>> Start EXTRACTED DATA

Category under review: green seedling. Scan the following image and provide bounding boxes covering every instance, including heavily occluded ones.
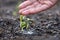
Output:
[13,2,31,31]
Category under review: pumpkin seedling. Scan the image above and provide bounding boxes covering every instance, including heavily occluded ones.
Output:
[13,0,31,31]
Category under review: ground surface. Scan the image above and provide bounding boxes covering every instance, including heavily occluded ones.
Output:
[0,0,60,40]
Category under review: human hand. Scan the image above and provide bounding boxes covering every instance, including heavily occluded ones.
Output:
[19,0,57,15]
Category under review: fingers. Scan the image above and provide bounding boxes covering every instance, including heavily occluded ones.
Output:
[19,0,36,9]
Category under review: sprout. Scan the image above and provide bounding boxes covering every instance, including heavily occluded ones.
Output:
[13,2,31,31]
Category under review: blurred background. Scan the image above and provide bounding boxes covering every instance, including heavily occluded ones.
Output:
[0,0,60,40]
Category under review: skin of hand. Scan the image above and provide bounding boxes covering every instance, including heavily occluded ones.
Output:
[19,0,57,15]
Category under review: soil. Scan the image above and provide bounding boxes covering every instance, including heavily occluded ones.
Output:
[0,0,60,40]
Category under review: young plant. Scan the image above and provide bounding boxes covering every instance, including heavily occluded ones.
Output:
[13,2,31,31]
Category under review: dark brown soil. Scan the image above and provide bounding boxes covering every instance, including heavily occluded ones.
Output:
[0,0,60,40]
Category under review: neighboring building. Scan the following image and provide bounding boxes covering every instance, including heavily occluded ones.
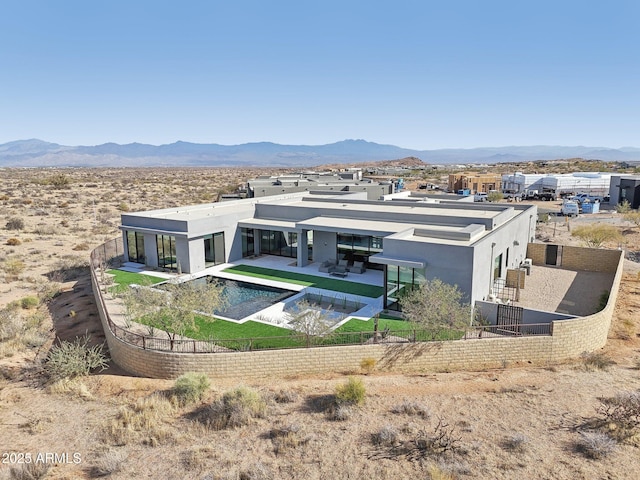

>> End EXTRACTED DATA

◆ **WORK TO BE COMPLETED**
Can you render every line of the listing above as a Markdown table with the columns Row and Text, numbering the rows, omitting blank lines and leaving out the pictures?

◆ **SOLUTION**
| Row | Text |
|---|---|
| 1 | Category under review: green seedling. Scan the following image and provide bounding boxes covering every instance, including heavily occluded ones. |
| 2 | Output: |
| 3 | [13,2,31,31] |
| 4 | Category under review: pumpkin seedling. Scan the image above and provide bounding boxes covering every instance, including heavily occluded ones. |
| 5 | Output: |
| 6 | [13,0,31,31] |
| 7 | Category under review: ground surface. Scan the image above and provide bounding boxes covering every instance, including heavily occluded ones. |
| 8 | Output: |
| 9 | [0,0,60,40] |
| 10 | Category under review: human hand. Scan the image above and provide bounding boxes covering every instance, including heavily occluded ones. |
| 11 | Output: |
| 12 | [19,0,57,15] |
| 13 | Category under review: fingers. Scan the image above and provide bounding boxes covering every instance, including heavily occluded ones. |
| 14 | Output: |
| 15 | [19,0,36,9] |
| 16 | Category under review: sprout. Scan the image above and provide bounding boxes covering every instance, including heavily occluded ones. |
| 17 | Output: |
| 18 | [13,2,31,31] |
| 19 | Category under review: blurred background. Scan the image above and provide bounding boxes covering every instance, including heavily occluded ones. |
| 20 | Output: |
| 21 | [0,0,60,40] |
| 22 | Category under review: skin of hand. Scan the image above and provide bounding boxes covering every instance, including heavily occluded ones. |
| 23 | Output: |
| 24 | [19,0,57,15] |
| 25 | Category under review: soil. Scan the image above and provide bounding boxes covering every instance, including heavily occluded ones. |
| 26 | Output: |
| 27 | [0,0,60,40] |
| 28 | Category under review: young plant. Scan the image above and provide bounding boxes covering every instance, including heavily occluded ones. |
| 29 | Output: |
| 30 | [13,2,31,31] |
| 31 | Category under review: dark brown soil. Scan the image above and provide bounding boxes covering every instance, including heavily occluded ones. |
| 32 | Output: |
| 33 | [0,0,60,40] |
| 34 | Category under review: neighboring building. Scan the following image and provide bounding boxes covering every instance, including heavily occluded ones. |